**REQUIREMENTS**
1. Using the Mastodon thread below, decide whether each statement agrees with it. Answer yes or no for each and quote the words that settle it.
(a) One commenter spends most of their Mastodon time in Explore - Posts.
(b) The commenter who suggests letting users choose their own algorithm is confident it is a viable solution.
(c) The self-described layman says the ability to write algorithmic code would persuade them to sign up for a service.
2. Translate this sentence from the Mastodon thread below into Spanish: "For me, I want to see popular stuff by people or hashtags I follow."
::: EXCERPT TO READ :::
To me, Mastodon’s biggest problem is its refusal to have an algorithm to surface popular content.
Isn’t Explore - Posts on the desktop web client exactly what you’re looking for? It was always there and it’s where I spend most of my Mastodon time.
It looks like that’s popular posts by anyone, not just by people I follow. So it’s a start, but different people want to see different things so having a single firehose like Explore doesn’t really meet the need. For me, I want to see popular stuff by people or hashtags I follow. Other people might want to see other things.
Yes, that’s true. I am under the impression that “the algorithm” on the popular platforms mixes in posts from people you don’t follow. The only one I was somewhat familiar with was the Twitter one from when I was there.
Problem with algorithms showing popular content is that once you have them, you’ll have people trying to use them to make money. And by extension people trying to manipulate you for profit. Doesn’t have to be the platform itself doing it for it to be harmful.
Yeah being manipulated by algorithm is a problem. The best solution I can think of is Mastodon adding the ability to choose your algorithm. Not just a list of approved ones since the admins could manipulate that list, but the ability to actually upload some code so you can either write your own algorithm or choose one written by someone you trust.
That comes with a lot of problems like potentially overworking the server so I don’t know if it’s actually a viable solution but it would be nice.
As a layman, I promise you “write your own algorithmic code” is not a feature that would compel me to sign up for a service
I was thinking along the lines of being given a list of popular algorithms, but if you find an algorithm you like on another instance you can copy it over to your instance. So it is not necessary to write code and nearly nobody would do it, they would just use ones that other people created.
But I realize this is an extremely difficult request so I’m not really serious when I propose it.
I think it would be an awesome feature but like you said, just not something that is going to sway a typical social media user to give it a shot. But I can see it being a really cool way for advanced users to really customize their experience.
::: RECORD EXTRACTS :::
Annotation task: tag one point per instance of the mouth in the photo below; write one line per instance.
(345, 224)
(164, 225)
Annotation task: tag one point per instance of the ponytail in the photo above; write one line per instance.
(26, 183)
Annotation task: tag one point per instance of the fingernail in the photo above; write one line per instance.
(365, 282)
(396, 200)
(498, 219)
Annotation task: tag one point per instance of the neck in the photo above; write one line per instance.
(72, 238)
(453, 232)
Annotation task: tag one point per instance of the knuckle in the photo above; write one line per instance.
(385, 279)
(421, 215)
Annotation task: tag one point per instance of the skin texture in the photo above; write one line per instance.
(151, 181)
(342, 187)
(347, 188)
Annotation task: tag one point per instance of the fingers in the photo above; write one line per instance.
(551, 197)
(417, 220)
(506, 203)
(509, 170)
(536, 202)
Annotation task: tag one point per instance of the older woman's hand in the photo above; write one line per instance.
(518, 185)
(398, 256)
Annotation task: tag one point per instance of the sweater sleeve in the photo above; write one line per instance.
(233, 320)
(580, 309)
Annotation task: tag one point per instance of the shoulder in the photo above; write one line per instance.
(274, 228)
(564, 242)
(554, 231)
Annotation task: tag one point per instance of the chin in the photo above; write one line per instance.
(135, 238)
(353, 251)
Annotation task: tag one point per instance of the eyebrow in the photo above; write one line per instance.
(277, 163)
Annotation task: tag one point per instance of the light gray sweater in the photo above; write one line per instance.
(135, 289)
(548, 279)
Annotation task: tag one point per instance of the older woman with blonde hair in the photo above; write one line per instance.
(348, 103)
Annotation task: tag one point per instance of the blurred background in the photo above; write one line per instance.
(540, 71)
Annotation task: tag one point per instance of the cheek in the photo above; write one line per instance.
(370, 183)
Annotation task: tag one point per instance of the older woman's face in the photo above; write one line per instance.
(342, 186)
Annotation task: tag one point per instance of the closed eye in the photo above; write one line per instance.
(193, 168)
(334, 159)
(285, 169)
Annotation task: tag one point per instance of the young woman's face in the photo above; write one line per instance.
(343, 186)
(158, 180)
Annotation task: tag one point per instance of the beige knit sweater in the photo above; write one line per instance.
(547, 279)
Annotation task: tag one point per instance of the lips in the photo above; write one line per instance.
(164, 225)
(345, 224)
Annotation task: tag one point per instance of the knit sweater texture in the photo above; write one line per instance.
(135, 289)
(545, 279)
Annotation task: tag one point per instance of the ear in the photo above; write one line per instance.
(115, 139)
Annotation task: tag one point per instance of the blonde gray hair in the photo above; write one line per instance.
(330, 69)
:::
**RESULTS IN ORDER**
1.
(a) Yes: "it’s where I spend most of my Mastodon time."
(b) No: "I don’t know if it’s actually a viable solution"
(c) No: "“write your own algorithmic code” is not a feature that would compel me to sign up for a service"

2. En mi caso, quiero ver contenido popular de personas o hashtags que sigo.